**Task brief**:
Please write out the rows below again, substituting "nonzero" for "even-odd" and leaving everything else unchanged.

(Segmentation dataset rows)
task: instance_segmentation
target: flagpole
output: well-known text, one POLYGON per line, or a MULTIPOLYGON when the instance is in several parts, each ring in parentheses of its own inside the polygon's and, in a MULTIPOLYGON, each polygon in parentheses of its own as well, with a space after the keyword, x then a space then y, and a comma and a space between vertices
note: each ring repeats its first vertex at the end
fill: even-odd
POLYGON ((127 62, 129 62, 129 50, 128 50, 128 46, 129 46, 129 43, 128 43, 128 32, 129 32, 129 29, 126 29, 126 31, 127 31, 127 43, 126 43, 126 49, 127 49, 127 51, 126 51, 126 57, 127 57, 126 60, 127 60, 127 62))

**Response**:
task: instance_segmentation
target: flagpole
output: well-known text, one POLYGON per line, or a MULTIPOLYGON when the instance is in several parts, each ring in parentheses of its own inside the polygon's and, in a MULTIPOLYGON, each polygon in parentheses of its own as well, with a space after the keyword, x then a space then y, and a comma and a space between vertices
note: each ring repeats its first vertex at the end
fill: nonzero
POLYGON ((127 62, 129 62, 129 50, 128 50, 128 46, 129 46, 129 43, 128 43, 128 32, 129 32, 129 29, 126 29, 126 31, 127 31, 127 43, 126 43, 126 49, 127 49, 127 51, 126 51, 126 57, 127 57, 126 60, 127 60, 127 62))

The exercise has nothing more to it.